*Exercise objective*
Render every line below as a Markdown table with the columns "Row" and "Line". Number each row and omit any blank lines.

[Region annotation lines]
-.-.-

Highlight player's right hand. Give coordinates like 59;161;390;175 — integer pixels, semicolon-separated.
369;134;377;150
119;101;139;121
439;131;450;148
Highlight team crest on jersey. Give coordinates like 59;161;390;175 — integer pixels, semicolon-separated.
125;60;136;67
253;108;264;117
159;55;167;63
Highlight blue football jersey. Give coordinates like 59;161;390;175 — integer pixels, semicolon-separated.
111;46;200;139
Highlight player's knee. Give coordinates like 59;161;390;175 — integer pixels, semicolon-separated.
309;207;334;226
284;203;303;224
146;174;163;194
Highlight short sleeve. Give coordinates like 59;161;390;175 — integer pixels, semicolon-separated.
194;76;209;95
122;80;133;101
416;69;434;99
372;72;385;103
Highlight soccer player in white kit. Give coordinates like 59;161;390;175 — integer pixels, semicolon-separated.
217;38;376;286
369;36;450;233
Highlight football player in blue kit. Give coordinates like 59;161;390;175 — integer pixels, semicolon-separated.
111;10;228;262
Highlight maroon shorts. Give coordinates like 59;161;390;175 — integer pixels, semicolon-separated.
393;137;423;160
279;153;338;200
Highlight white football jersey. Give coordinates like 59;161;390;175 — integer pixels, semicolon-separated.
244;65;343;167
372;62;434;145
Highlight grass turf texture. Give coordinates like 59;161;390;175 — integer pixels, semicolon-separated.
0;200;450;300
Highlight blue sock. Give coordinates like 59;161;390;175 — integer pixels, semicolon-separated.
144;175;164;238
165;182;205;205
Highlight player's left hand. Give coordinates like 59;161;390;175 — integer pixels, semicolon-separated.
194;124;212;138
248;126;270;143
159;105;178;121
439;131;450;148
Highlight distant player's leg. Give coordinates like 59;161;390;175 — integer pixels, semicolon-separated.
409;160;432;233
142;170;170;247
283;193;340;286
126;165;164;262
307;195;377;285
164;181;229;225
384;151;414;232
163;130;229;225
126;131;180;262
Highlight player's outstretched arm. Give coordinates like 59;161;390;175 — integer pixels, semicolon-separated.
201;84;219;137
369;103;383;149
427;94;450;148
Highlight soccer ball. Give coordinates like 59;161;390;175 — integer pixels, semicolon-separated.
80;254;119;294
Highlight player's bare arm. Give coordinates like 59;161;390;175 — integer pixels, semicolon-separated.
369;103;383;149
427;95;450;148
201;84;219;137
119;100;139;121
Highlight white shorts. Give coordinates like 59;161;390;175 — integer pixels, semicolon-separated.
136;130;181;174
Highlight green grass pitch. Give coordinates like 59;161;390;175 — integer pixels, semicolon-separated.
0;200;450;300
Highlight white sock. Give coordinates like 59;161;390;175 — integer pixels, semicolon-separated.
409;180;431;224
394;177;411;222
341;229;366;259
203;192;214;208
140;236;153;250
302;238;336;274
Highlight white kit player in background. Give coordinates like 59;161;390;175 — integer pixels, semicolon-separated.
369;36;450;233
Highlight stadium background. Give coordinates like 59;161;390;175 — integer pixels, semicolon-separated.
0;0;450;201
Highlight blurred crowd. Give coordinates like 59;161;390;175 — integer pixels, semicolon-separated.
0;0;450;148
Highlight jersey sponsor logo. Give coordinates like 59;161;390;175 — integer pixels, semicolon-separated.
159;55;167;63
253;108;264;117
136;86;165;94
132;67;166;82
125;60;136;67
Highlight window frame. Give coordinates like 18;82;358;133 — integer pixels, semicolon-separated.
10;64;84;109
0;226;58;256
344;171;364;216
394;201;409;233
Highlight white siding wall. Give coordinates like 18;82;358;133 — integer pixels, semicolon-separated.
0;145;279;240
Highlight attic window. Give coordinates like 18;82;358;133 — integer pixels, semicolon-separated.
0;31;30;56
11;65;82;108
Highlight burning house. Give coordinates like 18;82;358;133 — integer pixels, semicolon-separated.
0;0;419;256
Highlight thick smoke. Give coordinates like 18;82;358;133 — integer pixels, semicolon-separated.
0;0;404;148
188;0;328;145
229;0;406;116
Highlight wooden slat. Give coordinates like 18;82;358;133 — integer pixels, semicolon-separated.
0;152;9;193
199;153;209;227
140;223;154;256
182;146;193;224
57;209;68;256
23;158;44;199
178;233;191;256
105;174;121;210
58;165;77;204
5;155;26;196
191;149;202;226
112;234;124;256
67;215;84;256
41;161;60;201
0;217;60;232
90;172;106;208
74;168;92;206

-.-.-

*Task result*
| Row | Line |
|---|---|
| 1 | Highlight player's right hand. Give coordinates like 59;161;390;175 — integer pixels, semicolon-separated. |
| 2 | 369;134;377;150 |
| 3 | 119;101;139;121 |
| 4 | 439;131;450;148 |
| 5 | Highlight team crest on jersey. Give coordinates like 59;161;390;175 — integer pixels, semicolon-separated. |
| 6 | 125;60;136;67 |
| 7 | 253;108;264;117 |
| 8 | 159;55;167;63 |
| 9 | Highlight blue football jersey. Give coordinates like 59;161;390;175 — integer pixels, semicolon-separated. |
| 10 | 111;46;200;139 |
| 11 | Highlight player's knee. Give coordinates like 59;161;390;175 — integer pixels, semicolon-separated. |
| 12 | 309;207;334;226 |
| 13 | 284;203;303;224 |
| 14 | 146;174;163;194 |
| 15 | Highlight short sleeve. Give coordinates like 59;161;390;175 — integer pixels, semicolon-separated. |
| 16 | 194;76;209;95 |
| 17 | 122;80;133;101 |
| 18 | 416;69;434;99 |
| 19 | 372;72;385;103 |
| 20 | Highlight soccer player in white kit. Give coordinates like 59;161;390;175 — integer pixels, semicolon-separated. |
| 21 | 217;38;376;286 |
| 22 | 369;36;450;233 |
| 23 | Highlight football player in blue kit. Give coordinates like 59;161;390;175 — integer pixels, semicolon-separated. |
| 24 | 111;10;228;262 |
| 25 | Highlight maroon shorts. Give coordinates like 59;161;390;175 — integer pixels, semicolon-separated. |
| 26 | 393;137;423;160 |
| 27 | 279;153;338;200 |
| 28 | Highlight white football jersey. Give coordinates like 59;161;390;175 — integer pixels, semicolon-separated. |
| 29 | 244;65;343;167 |
| 30 | 372;62;434;145 |
| 31 | Highlight grass turf texture. Give coordinates like 59;161;390;175 — integer pixels, semicolon-separated. |
| 32 | 0;200;450;300 |
| 33 | Highlight blue sock. Give coordinates like 59;161;390;175 — integer pixels, semicolon-separated. |
| 34 | 144;175;164;238 |
| 35 | 165;182;205;205 |
| 36 | Highlight player's left hand. Give coordinates like 59;161;390;175 — integer pixels, semicolon-separated. |
| 37 | 194;124;212;138 |
| 38 | 248;126;270;143 |
| 39 | 159;105;178;121 |
| 40 | 439;131;450;148 |
| 41 | Highlight distant player's leg. Give coordinates like 59;161;390;175 — integer pixels, semicolon-separated. |
| 42 | 409;160;432;233 |
| 43 | 142;170;170;247 |
| 44 | 283;193;340;286 |
| 45 | 126;165;164;262 |
| 46 | 307;195;377;285 |
| 47 | 164;181;229;225 |
| 48 | 384;151;414;232 |
| 49 | 163;130;229;225 |
| 50 | 126;131;180;262 |
| 51 | Highlight player's outstretched arm. Give coordinates like 59;161;390;175 — integer pixels, semicolon-separated. |
| 52 | 201;84;219;137 |
| 53 | 369;103;383;149 |
| 54 | 427;94;450;148 |
| 55 | Highlight soccer ball. Give coordinates like 59;161;390;175 — integer pixels, semicolon-separated. |
| 56 | 80;254;119;294 |
| 57 | Highlight player's bare arm. Give coordinates like 59;161;390;175 — integer pixels, semicolon-separated. |
| 58 | 369;103;383;149 |
| 59 | 427;95;450;148 |
| 60 | 201;84;219;137 |
| 61 | 119;100;139;121 |
| 62 | Highlight white shorts. Give coordinates like 59;161;390;175 — integer pixels, semicolon-separated. |
| 63 | 136;130;181;174 |
| 64 | Highlight green grass pitch. Give coordinates like 59;161;390;175 — integer pixels, semicolon-separated. |
| 65 | 0;200;450;300 |
| 66 | Highlight white sock. Give coordinates like 59;161;390;175 — integer pixels, semicolon-separated. |
| 67 | 409;180;431;224 |
| 68 | 394;177;411;222 |
| 69 | 341;229;366;259 |
| 70 | 203;192;214;208 |
| 71 | 140;236;153;250 |
| 72 | 302;238;336;274 |
| 73 | Highlight white kit player in background. Give coordinates like 59;161;390;175 — integer pixels, semicolon-separated. |
| 74 | 369;36;450;233 |
| 75 | Highlight stadium background. Give coordinates like 59;161;390;175 — integer pixels, semicolon-separated. |
| 76 | 0;0;450;201 |
| 77 | Highlight blurred crowd. Give coordinates like 59;161;390;175 — integer pixels, semicolon-separated. |
| 78 | 0;0;450;148 |
| 79 | Highlight jersey sponsor logo. Give coordinates like 59;161;390;175 — integer pixels, semicolon-separated. |
| 80 | 159;55;167;63 |
| 81 | 253;108;264;117 |
| 82 | 136;86;165;94 |
| 83 | 132;67;166;82 |
| 84 | 125;60;136;67 |
| 85 | Highlight window frame. Give coordinates like 18;82;358;133 — integer pixels, semicolon-separated. |
| 86 | 10;64;84;109 |
| 87 | 0;226;58;256 |
| 88 | 344;171;364;216 |
| 89 | 394;201;409;233 |
| 90 | Highlight white siding wall. Give coordinates like 18;82;358;133 — integer pixels, semicolon-separated. |
| 91 | 0;145;279;240 |
| 92 | Highlight attic window. Give coordinates like 18;82;358;133 — integer pixels, semicolon-separated. |
| 93 | 0;31;30;56 |
| 94 | 11;65;82;108 |
| 95 | Highlight burning house. Give coordinates like 18;82;358;133 — integer pixels, semicolon-separated. |
| 96 | 0;0;419;256 |
| 97 | Highlight thick smoke. Give coordinates like 18;82;358;133 — integer pixels, semicolon-separated. |
| 98 | 0;0;404;148 |
| 99 | 188;0;328;145 |
| 100 | 229;0;406;116 |
| 101 | Highlight wooden slat. Give coordinates like 18;82;358;133 — integer pixels, semicolon-separated. |
| 102 | 0;152;9;193 |
| 103 | 199;153;209;227 |
| 104 | 140;223;154;256 |
| 105 | 182;146;193;224 |
| 106 | 57;209;68;256 |
| 107 | 23;158;44;199 |
| 108 | 178;233;191;256 |
| 109 | 105;174;121;210 |
| 110 | 58;165;77;204 |
| 111 | 5;155;26;196 |
| 112 | 191;149;202;226 |
| 113 | 112;234;124;256 |
| 114 | 67;215;84;256 |
| 115 | 41;161;60;201 |
| 116 | 0;217;60;232 |
| 117 | 90;172;106;208 |
| 118 | 74;168;92;206 |